→ **EXCERPT TO READ**:
Subject: Re: Eternity and Pictures -Reply

Dear Randall,  I think God , for Blake , IS in all and that heaven and hell

are, in a sense, mental constructs.  Urizen's becoming oblvious to the

divine vision of love causes the `hell' of this mortal life (which seems so

real and is so real to those embodied),  .... but freed from the `cloud'

which obscures the heat of God's love (as in The Little Black Boy),

heaven may be perceived again by mortals. 

In his `Proverbs of Hell' , Blake purports to have been a tourist in `hell',

where he says he gathered  his Proverbs.  However, what he means is

that he recalls  wandering through imaginative visions in the holy fires of

God's spritiual realms where everything is the reverse morally of  what

the church practises on earth.   Thus, it is in Innocence that `Energy is

eternal delight'  - certainly not on earth where the church becomes the

Restrainer of Energy and advocates `good'  Passivity and parents follow

suit and teach children `to be seen , not heard' and all the other `thou

shalt nots' which Blake abhors.

[Dataset excerpts on object pointing]
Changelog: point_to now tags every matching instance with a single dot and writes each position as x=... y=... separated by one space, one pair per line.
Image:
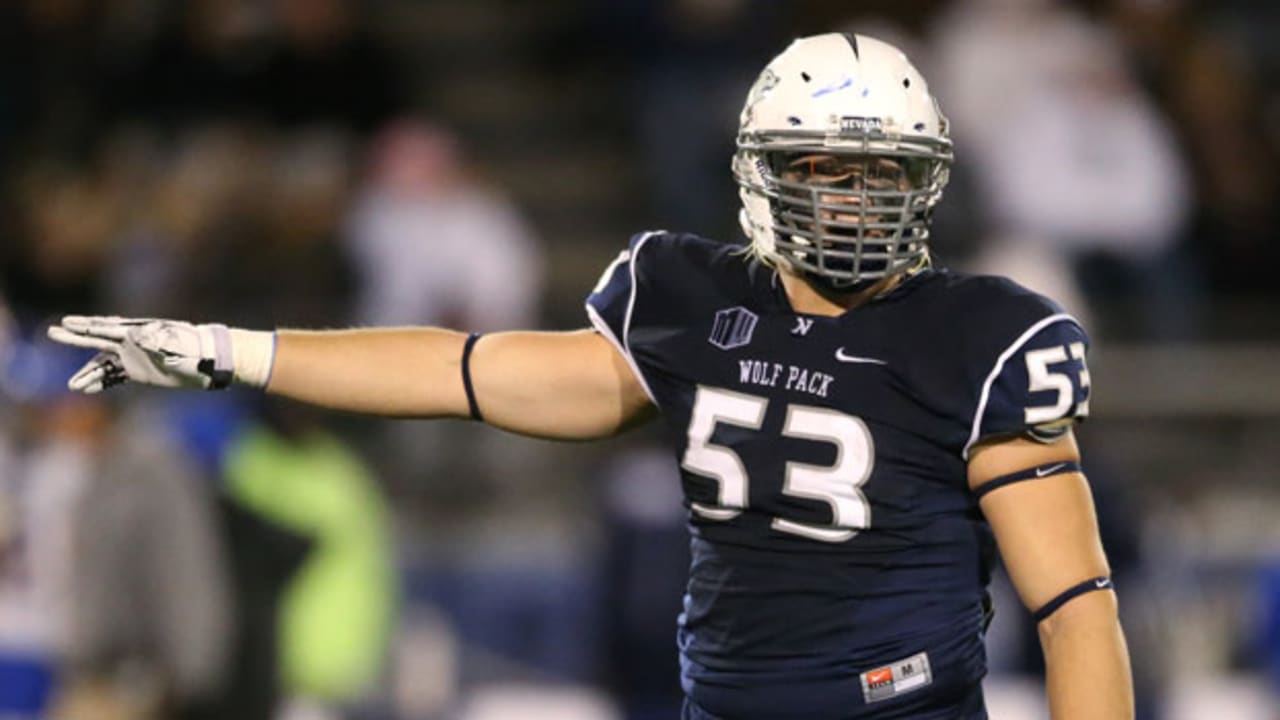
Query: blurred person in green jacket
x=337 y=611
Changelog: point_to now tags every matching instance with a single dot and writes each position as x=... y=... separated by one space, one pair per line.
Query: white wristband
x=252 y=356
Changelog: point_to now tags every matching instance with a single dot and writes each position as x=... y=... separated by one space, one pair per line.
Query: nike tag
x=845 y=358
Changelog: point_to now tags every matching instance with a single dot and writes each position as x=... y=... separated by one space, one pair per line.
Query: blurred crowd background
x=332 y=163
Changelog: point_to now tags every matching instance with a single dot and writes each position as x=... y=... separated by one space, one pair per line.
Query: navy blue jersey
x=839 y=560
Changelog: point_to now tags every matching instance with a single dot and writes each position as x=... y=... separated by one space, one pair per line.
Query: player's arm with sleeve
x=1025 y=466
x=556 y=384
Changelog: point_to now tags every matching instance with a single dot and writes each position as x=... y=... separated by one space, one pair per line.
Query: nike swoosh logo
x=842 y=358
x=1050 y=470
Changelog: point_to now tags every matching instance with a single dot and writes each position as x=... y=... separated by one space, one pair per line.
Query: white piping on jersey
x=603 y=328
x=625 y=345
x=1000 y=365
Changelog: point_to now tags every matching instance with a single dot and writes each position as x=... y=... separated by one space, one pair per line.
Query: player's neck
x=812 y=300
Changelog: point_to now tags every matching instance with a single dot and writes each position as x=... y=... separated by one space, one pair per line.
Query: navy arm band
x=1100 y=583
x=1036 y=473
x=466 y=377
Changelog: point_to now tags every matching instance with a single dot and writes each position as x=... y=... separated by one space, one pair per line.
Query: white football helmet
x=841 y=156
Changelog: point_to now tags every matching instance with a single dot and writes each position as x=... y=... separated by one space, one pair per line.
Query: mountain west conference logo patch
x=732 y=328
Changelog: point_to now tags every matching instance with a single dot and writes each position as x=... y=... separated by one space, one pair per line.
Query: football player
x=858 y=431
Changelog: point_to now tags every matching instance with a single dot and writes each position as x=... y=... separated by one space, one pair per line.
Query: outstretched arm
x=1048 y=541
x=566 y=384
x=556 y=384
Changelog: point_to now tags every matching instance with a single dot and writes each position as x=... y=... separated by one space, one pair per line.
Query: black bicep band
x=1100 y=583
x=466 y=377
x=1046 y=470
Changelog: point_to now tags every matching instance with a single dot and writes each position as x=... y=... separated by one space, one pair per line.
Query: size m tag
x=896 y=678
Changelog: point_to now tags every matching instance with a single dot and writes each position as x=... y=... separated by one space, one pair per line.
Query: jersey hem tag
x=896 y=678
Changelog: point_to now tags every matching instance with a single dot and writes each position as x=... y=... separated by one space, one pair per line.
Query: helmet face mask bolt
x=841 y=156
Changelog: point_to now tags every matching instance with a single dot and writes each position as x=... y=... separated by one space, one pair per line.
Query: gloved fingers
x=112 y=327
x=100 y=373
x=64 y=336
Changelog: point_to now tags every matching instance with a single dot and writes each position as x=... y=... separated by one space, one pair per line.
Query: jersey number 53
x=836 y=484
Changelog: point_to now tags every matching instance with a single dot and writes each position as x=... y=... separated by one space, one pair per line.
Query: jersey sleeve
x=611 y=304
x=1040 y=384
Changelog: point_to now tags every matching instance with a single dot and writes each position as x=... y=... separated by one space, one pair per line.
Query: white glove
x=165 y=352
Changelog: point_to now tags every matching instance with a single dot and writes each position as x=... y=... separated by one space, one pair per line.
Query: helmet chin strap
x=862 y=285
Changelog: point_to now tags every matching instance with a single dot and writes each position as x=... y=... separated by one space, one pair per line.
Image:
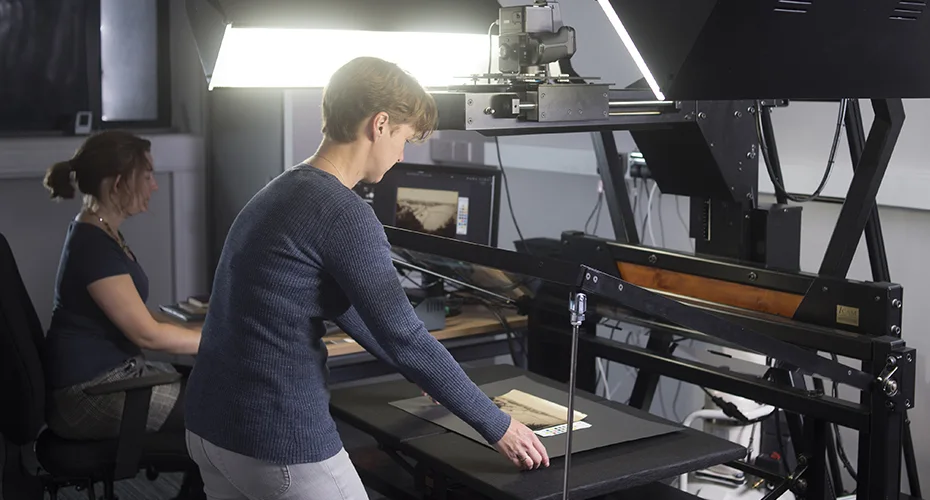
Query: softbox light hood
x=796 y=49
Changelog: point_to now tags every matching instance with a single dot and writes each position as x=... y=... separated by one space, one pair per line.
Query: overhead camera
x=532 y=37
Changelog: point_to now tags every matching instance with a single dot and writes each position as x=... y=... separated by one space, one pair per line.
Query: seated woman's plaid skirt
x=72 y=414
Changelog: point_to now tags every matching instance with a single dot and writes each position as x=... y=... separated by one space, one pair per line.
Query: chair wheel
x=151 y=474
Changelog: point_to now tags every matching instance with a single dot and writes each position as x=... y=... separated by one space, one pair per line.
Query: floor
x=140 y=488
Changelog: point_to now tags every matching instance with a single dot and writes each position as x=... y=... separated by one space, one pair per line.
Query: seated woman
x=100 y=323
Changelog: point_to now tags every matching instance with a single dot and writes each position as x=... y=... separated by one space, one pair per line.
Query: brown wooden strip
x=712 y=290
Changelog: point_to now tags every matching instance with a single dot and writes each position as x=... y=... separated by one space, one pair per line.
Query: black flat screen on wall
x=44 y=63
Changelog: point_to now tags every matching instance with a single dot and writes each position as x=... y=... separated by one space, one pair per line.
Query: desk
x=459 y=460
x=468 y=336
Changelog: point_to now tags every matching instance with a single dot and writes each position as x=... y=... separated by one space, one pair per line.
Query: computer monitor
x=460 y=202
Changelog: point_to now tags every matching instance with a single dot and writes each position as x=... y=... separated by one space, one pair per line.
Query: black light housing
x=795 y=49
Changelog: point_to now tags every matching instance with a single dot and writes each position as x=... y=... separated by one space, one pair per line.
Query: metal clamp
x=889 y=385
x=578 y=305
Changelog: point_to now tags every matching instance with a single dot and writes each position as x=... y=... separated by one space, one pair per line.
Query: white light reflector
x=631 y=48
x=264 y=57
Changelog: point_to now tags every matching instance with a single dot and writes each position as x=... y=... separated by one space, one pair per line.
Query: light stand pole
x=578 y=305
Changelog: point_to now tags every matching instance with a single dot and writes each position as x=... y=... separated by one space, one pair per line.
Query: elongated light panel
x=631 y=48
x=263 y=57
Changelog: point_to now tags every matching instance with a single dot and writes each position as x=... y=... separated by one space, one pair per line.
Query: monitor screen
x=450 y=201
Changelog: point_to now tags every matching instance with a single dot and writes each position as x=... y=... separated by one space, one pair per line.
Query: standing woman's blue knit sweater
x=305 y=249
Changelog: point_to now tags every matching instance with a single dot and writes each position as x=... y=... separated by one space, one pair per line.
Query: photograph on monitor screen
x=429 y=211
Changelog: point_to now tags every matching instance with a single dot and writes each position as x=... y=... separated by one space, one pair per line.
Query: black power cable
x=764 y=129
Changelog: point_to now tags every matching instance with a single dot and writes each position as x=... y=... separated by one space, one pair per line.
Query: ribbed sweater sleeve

→ **TASKS AND EXERCISES**:
(1) According to the message about Blake, where does Blake claim to have gathered his Proverbs?
(2) Extend the message about Blake from the point where it stops.
These rows have no connection to the message about Blake.

→ **RESPONSES TO THE TASKS**:
(1) In hell, where he purports to have been a tourist.

(2)
Blake frequently takes this stand - of the one who has seen the

beginnings  of the soul's journey in Eden and who is horrified by what he

sees, by contrast, on earth.  This is his stance in "London", and in The

Book of Thel and many other of his `Songs'.  Again, however, this view

of mine is not one which I have seen critics adopt  - yet, without

understanding that Blake often poses as the Traveller from afar who has

seen Jerusalem in all her spledour, as opposed to Babylon in all her

Whoredom, much of Blake's meaning remains obscure and critics find it

necessary to posit several contradictory Blakes.  

Pam van Schaik 


Date:      Mon, 5 Aug 1996 08:35:25 -0400 (EDT)

From: "Avery F. Gaskins"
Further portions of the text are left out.